- Brief A -
In the Ukraine overview below, do these statements agree with the text: (i) gas transit through the Ukraine's system in the first three quarters of 2017 exceeded the volume for 9 months of 2016 by 23.5%; (ii) the meeting between the presidents of Turkey and Ukraine lasted 45 minutes; (iii) in May the IMF forecast the current account deficit at 3.3% GDP? Answer each with yes or no and quote the deciding words.
- Brief B -
From the Ukraine overview below, reproduce the stretch from "The IMF improved" through "be 3.6% GDP.".

- Extract -
- - - - - - -
The Ukraine’s balance of payments in September had a surplus of $637 mln. The net inflow to the financial account in September grew to $1.6 bn. Real wages in September, 2017 increased by 1.3% against August, 2017, and went up 17.3% against August, 2016.

The Ukraine’s international reserves made up $18.64 bn as of 1, October. Since the beginning of the year the Ukraine’s National Bank gold and foreign currency reserves went up 20% reaching a three-year maximum. As of 1, October the international reserves volume covers 3.7 months of the future import and is enough to fulfill the Ukraine’s obligations and the current operations of the government and the National Bank.

The IMF improved its forecast for the deficit of the current account of the Ukrainian balance for 2017 at the level of 3.3% GDP. Earlier in May the IMF made a forecast that this indicator would be 3.6% GDP.

Energy security

Within three quarters of 2017 gas transit through the Ukraine’s gas transportation system made up 70.4 bn of cubic meters, which is 23.5% more than the transit volume of 9 months in 2016 and is a record indicator for the previous nine years.

The total gas volume in the underground storage facilities made up almost 17 bn of cubic meters by the beginning of the heating season, which is 2 bn of cubic meters more than the maximum volume of gas at the beginning of the heating season previous year.

Natural gas extraction in Ukraine increased by 3.7% (or by 400 mln of cubic meters against the same period in 2016) according to the results after three quarters. Now 42 mln of cubic meters of gas are extracted every 24 hours in Ukraine.

Foreign Policy. Turkey as the most influential partner 

On 9, October the President of Turkey Recep Erdogan visited Kyiv. It is worth noting that the presidential meeting with Poroshenko lasted for more than three hours instead of 45 minutes planned. Nine interstate documents were signed, including those on avoiding the double taxation. Turkey became one of the Ukraine’s most influential foreign policy partners in the “southern direction”. Moreover, a further release of the Crimean political prisoners with Turkey’s decisive role in it confirms a rather deep level of the intergovernmental dialogue on the presidential level. The Ukrainian citizens Ilmi Umerov and Akhtem Chiygoz, the Crimean Tatar leaders and Mejlis representatives, who had been illegally detained in the occupied Crimea, were released and flown to Turkey on 25, October. In Ankara they were put on a plane to Kyiv.
- - - - - - -
- Dataset extract -
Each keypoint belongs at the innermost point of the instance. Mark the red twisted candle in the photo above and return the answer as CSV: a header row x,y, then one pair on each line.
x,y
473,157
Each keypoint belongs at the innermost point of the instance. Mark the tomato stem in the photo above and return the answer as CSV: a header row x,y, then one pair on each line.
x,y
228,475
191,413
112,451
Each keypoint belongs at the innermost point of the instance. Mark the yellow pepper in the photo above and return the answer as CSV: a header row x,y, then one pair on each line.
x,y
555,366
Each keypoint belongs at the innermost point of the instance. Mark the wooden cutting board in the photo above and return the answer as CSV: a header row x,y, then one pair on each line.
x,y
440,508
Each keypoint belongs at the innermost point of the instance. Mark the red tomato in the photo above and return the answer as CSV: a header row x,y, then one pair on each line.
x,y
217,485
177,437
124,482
- - - - - - -
- Worked solution A -
(i) Yes: "which is 23.5% more than the transit volume of 9 months in 2016"
(ii) No: "lasted for more than three hours instead of 45 minutes planned"
(iii) No: "Earlier in May the IMF made a forecast that this indicator would be 3.6% GDP."

- Worked solution B -
The IMF improved its forecast for the deficit of the current account of the Ukrainian balance for 2017 at the level of 3.3% GDP. Earlier in May the IMF made a forecast that this indicator would be 3.6% GDP.